Emit the entire listing verbatim.
** START **
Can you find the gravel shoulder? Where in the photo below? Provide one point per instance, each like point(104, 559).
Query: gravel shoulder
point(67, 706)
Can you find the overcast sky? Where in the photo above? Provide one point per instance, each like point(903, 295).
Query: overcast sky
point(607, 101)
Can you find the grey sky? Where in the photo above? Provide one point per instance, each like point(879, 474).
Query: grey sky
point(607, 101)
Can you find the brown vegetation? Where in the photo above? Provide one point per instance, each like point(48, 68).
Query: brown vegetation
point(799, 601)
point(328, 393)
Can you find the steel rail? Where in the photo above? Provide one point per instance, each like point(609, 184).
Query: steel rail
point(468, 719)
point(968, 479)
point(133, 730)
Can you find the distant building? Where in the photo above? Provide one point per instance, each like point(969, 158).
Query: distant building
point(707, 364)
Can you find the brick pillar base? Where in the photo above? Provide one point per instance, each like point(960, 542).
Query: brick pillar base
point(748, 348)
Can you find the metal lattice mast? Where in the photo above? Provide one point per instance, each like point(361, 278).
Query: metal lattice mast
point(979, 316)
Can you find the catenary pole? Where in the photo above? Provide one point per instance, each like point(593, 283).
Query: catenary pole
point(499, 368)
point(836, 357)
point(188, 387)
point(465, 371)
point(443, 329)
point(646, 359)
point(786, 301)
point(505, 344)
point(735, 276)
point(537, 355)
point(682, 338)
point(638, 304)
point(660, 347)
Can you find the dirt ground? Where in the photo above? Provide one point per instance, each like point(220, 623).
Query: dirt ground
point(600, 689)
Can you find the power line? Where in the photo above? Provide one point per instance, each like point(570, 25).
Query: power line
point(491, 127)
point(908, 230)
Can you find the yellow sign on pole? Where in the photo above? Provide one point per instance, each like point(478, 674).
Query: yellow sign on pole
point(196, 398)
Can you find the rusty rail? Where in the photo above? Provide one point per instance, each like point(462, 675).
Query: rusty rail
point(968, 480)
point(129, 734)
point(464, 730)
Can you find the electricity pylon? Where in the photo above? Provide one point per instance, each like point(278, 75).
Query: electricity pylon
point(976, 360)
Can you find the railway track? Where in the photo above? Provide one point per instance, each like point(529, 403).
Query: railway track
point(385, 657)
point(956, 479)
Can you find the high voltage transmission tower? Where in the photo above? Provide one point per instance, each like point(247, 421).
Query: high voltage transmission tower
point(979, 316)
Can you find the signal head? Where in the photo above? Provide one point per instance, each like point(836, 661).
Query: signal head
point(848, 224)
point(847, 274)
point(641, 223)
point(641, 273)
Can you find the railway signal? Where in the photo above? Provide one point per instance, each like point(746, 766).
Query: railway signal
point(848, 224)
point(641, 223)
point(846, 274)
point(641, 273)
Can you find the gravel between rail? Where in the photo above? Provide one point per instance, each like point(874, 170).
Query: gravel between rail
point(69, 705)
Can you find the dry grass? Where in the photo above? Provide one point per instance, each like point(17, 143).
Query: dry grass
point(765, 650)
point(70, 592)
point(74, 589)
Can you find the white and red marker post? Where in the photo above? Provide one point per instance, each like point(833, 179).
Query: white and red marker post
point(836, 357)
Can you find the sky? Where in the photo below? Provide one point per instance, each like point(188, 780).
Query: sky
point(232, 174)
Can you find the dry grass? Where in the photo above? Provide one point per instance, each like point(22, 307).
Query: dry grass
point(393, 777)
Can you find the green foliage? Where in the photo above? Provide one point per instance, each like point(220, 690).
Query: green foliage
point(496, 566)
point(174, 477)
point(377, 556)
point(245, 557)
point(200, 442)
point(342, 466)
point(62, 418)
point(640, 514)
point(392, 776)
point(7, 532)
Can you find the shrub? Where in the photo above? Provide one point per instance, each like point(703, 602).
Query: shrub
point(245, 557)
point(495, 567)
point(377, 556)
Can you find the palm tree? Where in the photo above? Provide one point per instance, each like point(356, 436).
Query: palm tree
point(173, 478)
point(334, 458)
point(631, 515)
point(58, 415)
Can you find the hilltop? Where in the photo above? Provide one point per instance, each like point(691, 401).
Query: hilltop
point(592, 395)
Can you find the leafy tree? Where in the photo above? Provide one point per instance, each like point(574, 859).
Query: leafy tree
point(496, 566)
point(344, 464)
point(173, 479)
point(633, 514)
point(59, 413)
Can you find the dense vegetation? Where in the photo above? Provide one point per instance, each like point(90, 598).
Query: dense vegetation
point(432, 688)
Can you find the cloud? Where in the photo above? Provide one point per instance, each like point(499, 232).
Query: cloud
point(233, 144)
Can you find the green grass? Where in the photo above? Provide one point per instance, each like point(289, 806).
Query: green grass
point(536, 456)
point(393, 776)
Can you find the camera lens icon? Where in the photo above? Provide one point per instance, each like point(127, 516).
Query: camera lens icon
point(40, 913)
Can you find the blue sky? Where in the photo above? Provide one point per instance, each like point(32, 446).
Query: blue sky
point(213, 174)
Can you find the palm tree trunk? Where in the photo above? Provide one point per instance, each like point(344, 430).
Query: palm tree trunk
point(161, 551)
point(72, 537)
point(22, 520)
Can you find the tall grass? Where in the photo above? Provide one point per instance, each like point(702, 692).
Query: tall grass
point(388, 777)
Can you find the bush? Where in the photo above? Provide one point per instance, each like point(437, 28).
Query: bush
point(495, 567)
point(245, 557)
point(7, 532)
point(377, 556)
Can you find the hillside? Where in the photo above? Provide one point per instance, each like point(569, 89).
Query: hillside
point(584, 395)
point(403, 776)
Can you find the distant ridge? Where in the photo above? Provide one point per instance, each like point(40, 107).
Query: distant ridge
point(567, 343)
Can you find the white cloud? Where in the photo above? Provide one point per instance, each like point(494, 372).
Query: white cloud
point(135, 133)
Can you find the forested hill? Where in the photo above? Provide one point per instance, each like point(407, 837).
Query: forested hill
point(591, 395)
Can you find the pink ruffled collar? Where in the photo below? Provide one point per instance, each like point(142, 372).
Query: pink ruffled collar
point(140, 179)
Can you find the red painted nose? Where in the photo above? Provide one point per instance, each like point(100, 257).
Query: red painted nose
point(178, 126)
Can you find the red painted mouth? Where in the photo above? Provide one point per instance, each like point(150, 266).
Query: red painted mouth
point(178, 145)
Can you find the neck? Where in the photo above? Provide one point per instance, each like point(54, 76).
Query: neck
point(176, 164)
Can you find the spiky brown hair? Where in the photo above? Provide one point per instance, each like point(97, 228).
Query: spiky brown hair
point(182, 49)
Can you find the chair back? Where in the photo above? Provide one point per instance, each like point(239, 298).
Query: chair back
** END **
Solution to the exercise
Can you find the gravel shoulder? Where in the photo below? Provide one point per instance, each like point(104, 559).
Query: gravel shoulder
point(67, 706)
Can you find the overcast sky? Where in the photo above? Provide one point per instance, each like point(903, 295).
Query: overcast sky
point(607, 101)
Can you find the grey sky? Where in the photo above? Provide one point per instance, each like point(879, 474).
Query: grey sky
point(607, 101)
Can you find the brown vegetation? Where in the photo above? Provide one point per instance, each like point(48, 68).
Query: brown vegetation
point(799, 601)
point(328, 393)
Can you find the steel rail? Where in the photo above? Provide one point per instance, each like point(609, 184).
Query: steel rail
point(468, 719)
point(968, 479)
point(133, 730)
Can you find the distant building? Where in the photo above? Provide one point per instance, each like point(969, 158).
Query: distant building
point(707, 364)
Can you find the brick pillar base? Where in the photo above? Provide one point per instance, each like point(960, 542).
Query: brick pillar base
point(748, 348)
Can you find the metal lattice mast? Where in the photo above? Provide one point per instance, each like point(361, 278).
Query: metal lattice mast
point(979, 316)
Can you find the catenary pole? Where in the photo above? Provide one point per instance, each like point(593, 283).
Query: catenary pole
point(499, 368)
point(836, 357)
point(188, 387)
point(465, 371)
point(443, 329)
point(646, 359)
point(786, 301)
point(505, 344)
point(735, 276)
point(537, 355)
point(682, 338)
point(638, 304)
point(660, 347)
Can you find the dirt ground? Where in the photo above? Provide one point per instance, each like point(220, 623).
Query: dirt ground
point(600, 689)
Can you find the power line? Where in the photo above? Provide one point per instance, each like point(570, 25).
Query: power line
point(491, 127)
point(908, 230)
Can you find the yellow sign on pole? Where in the photo above? Provide one point per instance, each like point(478, 674).
Query: yellow sign on pole
point(196, 398)
Can you find the rusty rail? Where in the photo above? Provide one point per instance, each like point(462, 675).
Query: rusty rail
point(968, 480)
point(129, 734)
point(464, 730)
Can you find the electricity pylon? Where in the photo above? Provide one point per instance, each like point(278, 75).
Query: electricity pylon
point(976, 360)
Can you find the railway track? Where in the photo above? Provide one point per instance, each like point(529, 403).
Query: railway track
point(385, 657)
point(956, 479)
Can you find the high voltage transmission tower? Where in the photo above? Provide one point per instance, each like point(247, 421).
Query: high voltage transmission tower
point(979, 316)
Can you find the signal head? Where in the photo above? Provide one point per instance, each like point(836, 661).
Query: signal head
point(848, 224)
point(847, 274)
point(641, 223)
point(641, 273)
Can you find the railway signal? Where in the photo above? Provide one point per instance, each like point(746, 766).
Query: railway signal
point(848, 224)
point(641, 223)
point(846, 274)
point(641, 273)
Can you find the gravel between rail? Where in the photo above? Provide one point per instance, each like point(874, 170).
Query: gravel between rail
point(69, 705)
Can you find the dry grass? Where in the photo above? Provide one point per instance, each like point(17, 143).
Query: dry grass
point(765, 650)
point(70, 592)
point(74, 589)
Can you find the white and red marker post? Where in the photo above? Provide one point per instance, each like point(833, 179).
Query: white and red marker post
point(836, 357)
Can you find the sky? Where in the photo below? Provide one point per instance, each like point(188, 780).
Query: sky
point(232, 174)
Can you find the dry grass? Where in the photo above? Provide one point per instance, each like point(22, 307).
Query: dry grass
point(393, 777)
Can you find the green foliage? Where in the photo above? Provide one point per instance, each like point(220, 690).
Query: green foliage
point(496, 566)
point(174, 477)
point(377, 556)
point(245, 557)
point(200, 442)
point(342, 466)
point(62, 418)
point(640, 514)
point(392, 776)
point(7, 532)
Can you find the shrub? Where in the photo above? Provide one point per instance, each like point(703, 602).
Query: shrub
point(245, 557)
point(495, 567)
point(377, 556)
Can you find the palm tree? Where in the photo above? Provide one point per instance, each like point(356, 436).
Query: palm tree
point(173, 478)
point(334, 458)
point(631, 515)
point(58, 415)
Can you find the hilltop? Where in the photo above? Provide one point per instance, each like point(691, 401).
Query: hilltop
point(592, 395)
Can you find the leafy tree? Where in the photo above? Provide one point per instance, each like point(574, 859).
Query: leafy tree
point(496, 566)
point(344, 464)
point(173, 479)
point(633, 514)
point(59, 413)
Can you find the dense vegetation? Where in the photo above? Provide one point per instance, each like point(90, 598).
Query: dense vegetation
point(432, 688)
Can you find the cloud? Where in the photo above? Provide one point per instance, each like point(499, 232).
Query: cloud
point(233, 144)
Can you find the green grass? Where in the photo above? Provide one point per instance, each like point(289, 806).
Query: green grass
point(536, 456)
point(393, 776)
Can you find the camera lens icon? Where in the photo above? Provide one point per instance, each like point(127, 516).
Query: camera lens icon
point(40, 913)
Can you find the blue sky? Where in the photo above? Provide one point per instance, each like point(32, 446).
Query: blue sky
point(213, 174)
Can you find the palm tree trunk? Where in the photo above? Provide one point per instance, each like point(344, 430).
Query: palm tree trunk
point(161, 551)
point(72, 537)
point(22, 520)
Can you find the tall grass? Where in the photo above? Provide one point per instance, each like point(702, 692).
Query: tall grass
point(388, 777)
Can you find the bush? Where in the photo above? Provide one point per instance, each like point(437, 28).
Query: bush
point(495, 567)
point(245, 557)
point(7, 532)
point(377, 556)
Can you find the hillside? Where in the photo above? Provide one point per instance, each like point(569, 89).
Query: hillside
point(584, 395)
point(403, 776)
Can you find the distant ridge? Where in the photo above? Provide one point per instance, each like point(40, 107).
Query: distant ridge
point(567, 343)
Can you find the white cloud? Where in the photo above? Provide one point per instance, each like point(494, 372).
Query: white cloud
point(135, 133)
Can you find the forested hill? Where in the photo above? Provide one point per instance, each like point(407, 837).
Query: forested hill
point(591, 395)
Can you find the pink ruffled collar? Where in the photo below? Provide one point per instance, each like point(142, 372).
Query: pink ruffled collar
point(140, 179)
Can you find the red painted nose? Where in the photo above? Provide one point per instance, each like point(100, 257).
Query: red painted nose
point(178, 126)
Can you find the red painted mouth? Where in the photo above? Provide one point per instance, each like point(150, 266).
Query: red painted mouth
point(178, 145)
Can you find the neck? Where in the photo above? Provide one point per instance, each like point(54, 76).
Query: neck
point(176, 164)
Can you find the spiky brown hair? Where in the photo above? Provide one point per instance, each like point(97, 228).
Query: spiky brown hair
point(182, 49)
Can you find the chair back? Where in the photo above? Provide one point per instance, each like point(239, 298).
Query: chair back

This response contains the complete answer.